Problem to work on: Format the part of the items that starts with the line containing "350, row 302." and ends with the line containing "Target: advertising banner", both included, as a numbered list with blank lines left out.

Information provided:

(begin)

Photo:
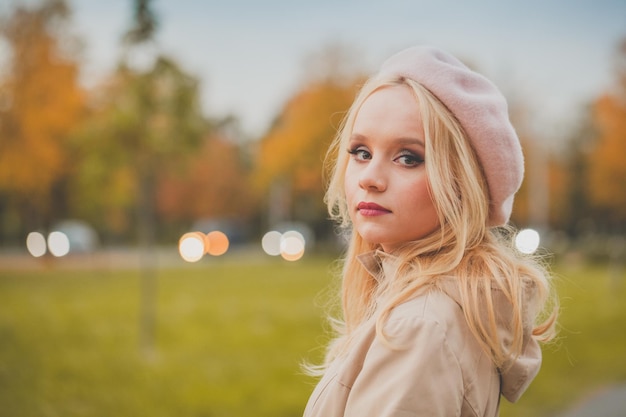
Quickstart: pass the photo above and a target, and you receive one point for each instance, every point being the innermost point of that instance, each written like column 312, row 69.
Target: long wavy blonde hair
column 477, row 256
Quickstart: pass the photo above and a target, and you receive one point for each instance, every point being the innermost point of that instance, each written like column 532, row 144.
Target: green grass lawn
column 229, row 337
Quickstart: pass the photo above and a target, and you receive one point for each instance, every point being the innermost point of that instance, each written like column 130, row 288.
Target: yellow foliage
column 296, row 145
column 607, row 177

(end)
(begin)

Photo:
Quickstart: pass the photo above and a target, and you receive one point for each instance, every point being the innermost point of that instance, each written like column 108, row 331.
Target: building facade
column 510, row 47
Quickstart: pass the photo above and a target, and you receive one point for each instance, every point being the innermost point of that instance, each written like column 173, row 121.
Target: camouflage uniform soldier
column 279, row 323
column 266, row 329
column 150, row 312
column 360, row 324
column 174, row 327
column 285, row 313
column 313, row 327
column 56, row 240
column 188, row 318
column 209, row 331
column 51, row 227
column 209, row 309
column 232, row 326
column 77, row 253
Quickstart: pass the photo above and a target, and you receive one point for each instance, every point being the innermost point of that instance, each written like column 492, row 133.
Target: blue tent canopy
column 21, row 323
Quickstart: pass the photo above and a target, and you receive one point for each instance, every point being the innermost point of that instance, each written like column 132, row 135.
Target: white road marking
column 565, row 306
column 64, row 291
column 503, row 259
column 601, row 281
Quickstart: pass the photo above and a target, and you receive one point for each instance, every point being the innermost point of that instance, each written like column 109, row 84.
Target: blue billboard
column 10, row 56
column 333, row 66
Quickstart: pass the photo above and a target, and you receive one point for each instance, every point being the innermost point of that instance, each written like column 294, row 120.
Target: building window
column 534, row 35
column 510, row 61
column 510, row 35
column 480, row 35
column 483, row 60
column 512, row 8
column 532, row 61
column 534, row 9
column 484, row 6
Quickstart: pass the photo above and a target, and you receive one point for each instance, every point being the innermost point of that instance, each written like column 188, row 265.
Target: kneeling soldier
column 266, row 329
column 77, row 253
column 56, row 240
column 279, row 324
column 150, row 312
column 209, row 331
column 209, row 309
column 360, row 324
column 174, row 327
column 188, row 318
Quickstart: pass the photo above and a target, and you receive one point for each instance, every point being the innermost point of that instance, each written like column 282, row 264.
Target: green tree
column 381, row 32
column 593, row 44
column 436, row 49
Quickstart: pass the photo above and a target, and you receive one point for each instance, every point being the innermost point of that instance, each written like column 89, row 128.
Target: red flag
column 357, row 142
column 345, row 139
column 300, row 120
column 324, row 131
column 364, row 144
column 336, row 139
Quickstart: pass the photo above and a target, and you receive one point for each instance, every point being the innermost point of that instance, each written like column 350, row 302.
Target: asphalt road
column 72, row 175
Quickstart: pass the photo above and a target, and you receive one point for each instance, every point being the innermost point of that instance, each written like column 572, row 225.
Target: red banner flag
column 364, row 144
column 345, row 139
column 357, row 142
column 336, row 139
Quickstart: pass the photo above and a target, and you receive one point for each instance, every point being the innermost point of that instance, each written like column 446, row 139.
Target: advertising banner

(end)

Answer to this exercise:
1. Quickstart: pass the photo above and a target, and you receive one point for each instance, every point being the innermost point of that instance, each written like column 350, row 302.
2. Target: asphalt road
3. column 72, row 175
4. Quickstart: pass the photo above and a target, and you receive one point for each instance, every point being the innermost point of that instance, each written like column 572, row 225.
5. Target: red banner flag
6. column 364, row 144
7. column 345, row 139
8. column 357, row 142
9. column 336, row 139
10. Quickstart: pass the photo above and a target, and you receive one point for each instance, every point being the innermost point of that instance, each written like column 446, row 139.
11. Target: advertising banner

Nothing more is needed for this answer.